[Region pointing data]

+---+

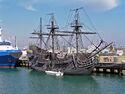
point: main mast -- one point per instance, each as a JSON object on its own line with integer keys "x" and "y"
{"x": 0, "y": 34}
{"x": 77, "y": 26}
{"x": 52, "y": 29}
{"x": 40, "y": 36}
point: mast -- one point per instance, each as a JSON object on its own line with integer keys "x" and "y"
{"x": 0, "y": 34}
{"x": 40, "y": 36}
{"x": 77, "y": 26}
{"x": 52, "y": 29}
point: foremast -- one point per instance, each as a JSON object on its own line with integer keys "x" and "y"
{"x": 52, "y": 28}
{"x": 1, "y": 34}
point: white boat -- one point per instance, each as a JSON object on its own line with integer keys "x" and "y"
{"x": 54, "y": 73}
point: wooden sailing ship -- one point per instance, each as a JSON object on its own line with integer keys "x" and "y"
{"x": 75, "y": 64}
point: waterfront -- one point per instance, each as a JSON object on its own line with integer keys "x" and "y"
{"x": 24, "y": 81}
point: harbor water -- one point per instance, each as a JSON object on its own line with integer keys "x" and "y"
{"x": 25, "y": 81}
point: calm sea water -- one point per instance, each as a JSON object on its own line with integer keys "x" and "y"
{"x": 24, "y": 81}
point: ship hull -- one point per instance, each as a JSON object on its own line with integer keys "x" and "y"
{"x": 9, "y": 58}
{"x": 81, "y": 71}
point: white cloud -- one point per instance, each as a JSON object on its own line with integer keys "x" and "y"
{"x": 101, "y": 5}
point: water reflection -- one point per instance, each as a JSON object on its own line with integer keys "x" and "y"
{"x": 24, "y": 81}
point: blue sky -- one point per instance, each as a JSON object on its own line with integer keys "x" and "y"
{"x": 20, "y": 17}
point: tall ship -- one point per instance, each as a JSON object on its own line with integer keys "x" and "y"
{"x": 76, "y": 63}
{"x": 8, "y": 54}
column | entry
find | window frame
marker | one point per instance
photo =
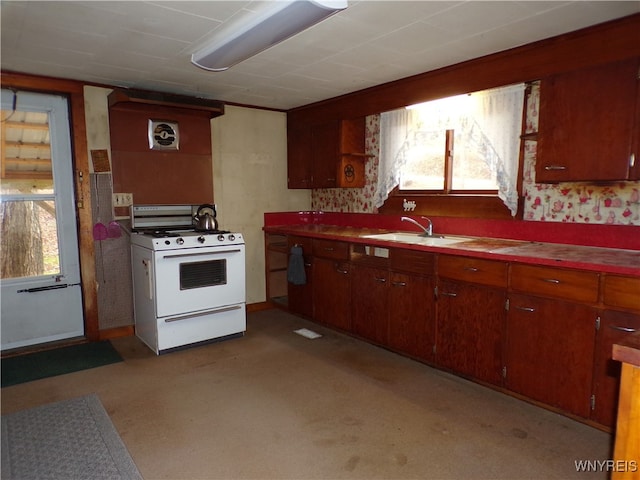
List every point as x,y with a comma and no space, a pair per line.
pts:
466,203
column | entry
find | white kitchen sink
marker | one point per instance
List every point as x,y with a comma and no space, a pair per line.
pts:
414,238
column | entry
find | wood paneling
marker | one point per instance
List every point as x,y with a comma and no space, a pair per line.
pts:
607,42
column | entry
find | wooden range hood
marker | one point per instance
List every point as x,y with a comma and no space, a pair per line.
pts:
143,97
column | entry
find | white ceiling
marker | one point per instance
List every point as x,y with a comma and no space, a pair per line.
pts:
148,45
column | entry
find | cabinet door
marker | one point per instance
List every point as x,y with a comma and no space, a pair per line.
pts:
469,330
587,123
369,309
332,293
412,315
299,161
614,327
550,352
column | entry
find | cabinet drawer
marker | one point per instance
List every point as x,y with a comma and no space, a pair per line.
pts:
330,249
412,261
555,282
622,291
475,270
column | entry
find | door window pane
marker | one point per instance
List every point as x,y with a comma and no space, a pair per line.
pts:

+---+

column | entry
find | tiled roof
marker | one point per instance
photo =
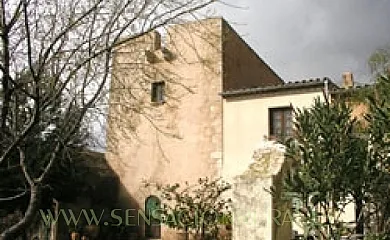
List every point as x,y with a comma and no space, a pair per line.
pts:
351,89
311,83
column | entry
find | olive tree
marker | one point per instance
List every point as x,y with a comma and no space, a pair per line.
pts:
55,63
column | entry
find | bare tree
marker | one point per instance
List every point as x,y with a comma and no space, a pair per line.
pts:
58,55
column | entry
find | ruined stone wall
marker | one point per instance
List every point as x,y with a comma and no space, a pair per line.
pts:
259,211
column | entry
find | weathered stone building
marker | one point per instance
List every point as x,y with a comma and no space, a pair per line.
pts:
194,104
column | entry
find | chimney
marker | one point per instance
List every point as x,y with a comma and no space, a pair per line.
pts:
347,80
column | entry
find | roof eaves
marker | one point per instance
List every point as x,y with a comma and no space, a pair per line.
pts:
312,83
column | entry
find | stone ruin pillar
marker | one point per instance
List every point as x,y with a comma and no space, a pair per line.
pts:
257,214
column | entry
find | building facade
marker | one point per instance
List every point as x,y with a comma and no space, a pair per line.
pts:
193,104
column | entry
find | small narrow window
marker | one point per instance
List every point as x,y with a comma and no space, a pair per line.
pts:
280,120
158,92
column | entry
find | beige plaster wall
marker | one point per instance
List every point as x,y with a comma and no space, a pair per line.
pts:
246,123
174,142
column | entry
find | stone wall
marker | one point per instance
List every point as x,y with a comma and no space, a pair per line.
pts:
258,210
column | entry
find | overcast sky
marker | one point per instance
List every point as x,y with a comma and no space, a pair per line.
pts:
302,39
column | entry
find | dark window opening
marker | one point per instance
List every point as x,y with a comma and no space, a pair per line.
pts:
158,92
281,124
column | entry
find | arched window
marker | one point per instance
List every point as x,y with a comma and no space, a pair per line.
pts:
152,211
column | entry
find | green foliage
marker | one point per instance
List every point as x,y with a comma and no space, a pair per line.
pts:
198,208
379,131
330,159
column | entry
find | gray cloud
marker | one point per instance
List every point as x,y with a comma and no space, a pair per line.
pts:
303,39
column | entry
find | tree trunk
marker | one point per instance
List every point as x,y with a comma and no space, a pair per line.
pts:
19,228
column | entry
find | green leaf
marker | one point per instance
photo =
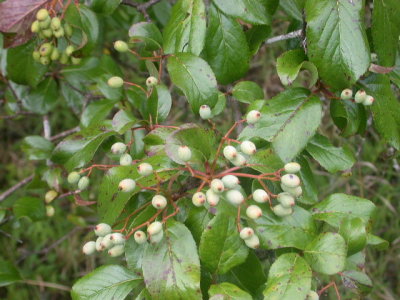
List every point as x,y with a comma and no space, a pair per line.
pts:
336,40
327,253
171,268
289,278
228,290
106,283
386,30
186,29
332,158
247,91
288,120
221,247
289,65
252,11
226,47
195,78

+---+

_TASK DIRECTIONS_: Only lines with the word "cabinet" count here; copy every one from the records.

_EXPECTED ANSWER_:
find | cabinet door
find | cabinet drawer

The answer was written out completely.